If a line below includes the string "trunk", copy it.

----------

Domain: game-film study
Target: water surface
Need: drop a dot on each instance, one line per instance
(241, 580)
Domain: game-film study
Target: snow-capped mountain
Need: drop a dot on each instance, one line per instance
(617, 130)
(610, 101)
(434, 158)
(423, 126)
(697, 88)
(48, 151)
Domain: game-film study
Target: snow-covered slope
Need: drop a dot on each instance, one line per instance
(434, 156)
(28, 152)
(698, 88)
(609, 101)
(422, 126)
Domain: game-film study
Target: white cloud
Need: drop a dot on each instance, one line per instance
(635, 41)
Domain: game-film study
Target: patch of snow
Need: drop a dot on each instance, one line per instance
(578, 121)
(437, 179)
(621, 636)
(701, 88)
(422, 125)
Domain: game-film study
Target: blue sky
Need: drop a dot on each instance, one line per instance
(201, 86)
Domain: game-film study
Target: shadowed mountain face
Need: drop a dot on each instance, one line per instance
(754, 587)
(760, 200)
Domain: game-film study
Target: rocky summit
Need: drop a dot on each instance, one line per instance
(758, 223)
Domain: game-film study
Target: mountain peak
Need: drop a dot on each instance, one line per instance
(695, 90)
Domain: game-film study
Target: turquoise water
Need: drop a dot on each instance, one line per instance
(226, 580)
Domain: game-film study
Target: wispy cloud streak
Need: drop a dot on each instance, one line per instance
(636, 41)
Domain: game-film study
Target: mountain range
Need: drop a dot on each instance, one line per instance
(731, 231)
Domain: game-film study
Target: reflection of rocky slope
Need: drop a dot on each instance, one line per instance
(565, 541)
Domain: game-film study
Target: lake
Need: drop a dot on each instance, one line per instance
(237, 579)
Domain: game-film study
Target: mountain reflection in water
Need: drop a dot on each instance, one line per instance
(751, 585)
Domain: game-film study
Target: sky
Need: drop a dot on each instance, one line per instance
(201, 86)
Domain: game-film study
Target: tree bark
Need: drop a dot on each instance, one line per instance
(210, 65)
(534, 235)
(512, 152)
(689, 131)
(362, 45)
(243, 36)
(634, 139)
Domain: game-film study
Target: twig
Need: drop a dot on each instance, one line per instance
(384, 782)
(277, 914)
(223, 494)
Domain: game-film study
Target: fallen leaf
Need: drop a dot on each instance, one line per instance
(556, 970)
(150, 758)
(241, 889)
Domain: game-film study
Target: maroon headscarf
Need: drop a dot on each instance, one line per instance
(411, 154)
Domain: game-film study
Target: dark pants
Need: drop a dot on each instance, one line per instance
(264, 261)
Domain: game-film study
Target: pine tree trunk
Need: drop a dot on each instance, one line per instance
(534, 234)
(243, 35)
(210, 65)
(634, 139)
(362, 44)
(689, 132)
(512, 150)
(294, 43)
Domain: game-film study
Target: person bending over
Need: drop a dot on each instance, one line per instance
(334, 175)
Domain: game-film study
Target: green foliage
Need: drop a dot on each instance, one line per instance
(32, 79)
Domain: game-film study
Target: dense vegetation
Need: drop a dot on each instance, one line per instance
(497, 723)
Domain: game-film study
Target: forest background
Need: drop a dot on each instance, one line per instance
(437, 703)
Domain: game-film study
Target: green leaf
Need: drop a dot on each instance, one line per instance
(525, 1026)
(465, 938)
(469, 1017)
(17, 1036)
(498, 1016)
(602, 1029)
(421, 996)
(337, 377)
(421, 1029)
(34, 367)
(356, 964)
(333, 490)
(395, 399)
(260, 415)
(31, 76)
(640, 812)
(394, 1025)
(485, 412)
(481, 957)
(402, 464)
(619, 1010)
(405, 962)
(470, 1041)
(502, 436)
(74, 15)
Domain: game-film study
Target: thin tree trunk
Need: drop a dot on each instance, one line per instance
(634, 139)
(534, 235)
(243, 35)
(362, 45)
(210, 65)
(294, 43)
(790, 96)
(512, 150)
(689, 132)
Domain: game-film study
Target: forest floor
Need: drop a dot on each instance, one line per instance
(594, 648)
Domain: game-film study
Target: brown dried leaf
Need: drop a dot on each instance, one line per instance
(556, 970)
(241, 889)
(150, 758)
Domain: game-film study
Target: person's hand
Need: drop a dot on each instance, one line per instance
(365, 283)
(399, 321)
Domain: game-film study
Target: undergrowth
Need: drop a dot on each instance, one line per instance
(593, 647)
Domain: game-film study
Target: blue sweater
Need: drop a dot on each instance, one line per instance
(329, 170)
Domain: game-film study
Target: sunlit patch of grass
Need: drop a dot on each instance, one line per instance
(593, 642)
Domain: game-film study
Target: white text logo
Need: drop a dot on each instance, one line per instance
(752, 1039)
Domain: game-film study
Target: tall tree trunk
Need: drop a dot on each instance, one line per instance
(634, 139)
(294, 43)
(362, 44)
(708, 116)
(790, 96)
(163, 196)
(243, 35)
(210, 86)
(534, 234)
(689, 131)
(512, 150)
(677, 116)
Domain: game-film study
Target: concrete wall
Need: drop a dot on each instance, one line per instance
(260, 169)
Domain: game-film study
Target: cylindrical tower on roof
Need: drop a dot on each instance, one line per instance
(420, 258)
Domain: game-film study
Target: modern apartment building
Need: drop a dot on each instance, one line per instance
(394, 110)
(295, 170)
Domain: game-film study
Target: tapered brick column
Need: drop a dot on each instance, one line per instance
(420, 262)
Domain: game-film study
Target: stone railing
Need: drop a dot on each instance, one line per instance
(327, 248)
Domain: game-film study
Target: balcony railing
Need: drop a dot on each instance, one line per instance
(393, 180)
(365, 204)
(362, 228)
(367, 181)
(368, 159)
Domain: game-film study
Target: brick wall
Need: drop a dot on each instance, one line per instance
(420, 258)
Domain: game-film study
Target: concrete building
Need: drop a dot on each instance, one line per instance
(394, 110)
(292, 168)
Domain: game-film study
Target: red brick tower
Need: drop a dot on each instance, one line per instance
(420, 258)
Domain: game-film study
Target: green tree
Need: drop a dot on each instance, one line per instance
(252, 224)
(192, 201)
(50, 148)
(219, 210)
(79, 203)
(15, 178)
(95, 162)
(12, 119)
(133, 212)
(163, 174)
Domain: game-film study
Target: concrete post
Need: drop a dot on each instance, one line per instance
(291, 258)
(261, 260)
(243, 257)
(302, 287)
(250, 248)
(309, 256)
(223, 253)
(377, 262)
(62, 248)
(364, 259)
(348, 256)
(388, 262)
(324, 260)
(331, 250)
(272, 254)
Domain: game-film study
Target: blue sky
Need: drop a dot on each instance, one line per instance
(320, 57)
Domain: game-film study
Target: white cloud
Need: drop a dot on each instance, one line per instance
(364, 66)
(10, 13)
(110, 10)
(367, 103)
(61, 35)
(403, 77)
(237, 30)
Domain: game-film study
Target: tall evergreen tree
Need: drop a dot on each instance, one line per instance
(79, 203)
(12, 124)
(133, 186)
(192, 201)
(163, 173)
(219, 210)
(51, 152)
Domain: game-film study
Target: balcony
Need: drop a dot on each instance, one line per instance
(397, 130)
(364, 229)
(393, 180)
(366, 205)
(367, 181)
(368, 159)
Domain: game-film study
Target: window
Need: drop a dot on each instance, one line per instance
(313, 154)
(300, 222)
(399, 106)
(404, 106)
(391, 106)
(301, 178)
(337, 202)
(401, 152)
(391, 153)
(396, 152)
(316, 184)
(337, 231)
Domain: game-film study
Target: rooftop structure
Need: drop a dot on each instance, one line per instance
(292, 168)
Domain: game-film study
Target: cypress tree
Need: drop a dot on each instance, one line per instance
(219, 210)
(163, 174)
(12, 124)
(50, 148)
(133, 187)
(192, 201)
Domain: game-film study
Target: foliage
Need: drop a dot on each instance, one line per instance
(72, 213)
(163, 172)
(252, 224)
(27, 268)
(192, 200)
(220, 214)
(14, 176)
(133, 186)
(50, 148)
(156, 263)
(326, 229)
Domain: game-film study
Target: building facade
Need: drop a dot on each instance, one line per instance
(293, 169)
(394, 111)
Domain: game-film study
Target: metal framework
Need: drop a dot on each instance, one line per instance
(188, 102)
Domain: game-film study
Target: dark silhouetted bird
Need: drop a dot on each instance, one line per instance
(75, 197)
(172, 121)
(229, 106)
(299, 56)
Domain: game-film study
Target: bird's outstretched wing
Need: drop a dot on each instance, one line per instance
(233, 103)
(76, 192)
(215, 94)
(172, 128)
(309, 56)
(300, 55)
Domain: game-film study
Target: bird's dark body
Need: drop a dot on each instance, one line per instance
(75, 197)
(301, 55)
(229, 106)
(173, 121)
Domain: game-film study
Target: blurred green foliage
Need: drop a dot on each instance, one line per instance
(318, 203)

----------

- _Answer section_
Target: pine tree trunk
Target: thin tree trunk
Target: tall tree trunk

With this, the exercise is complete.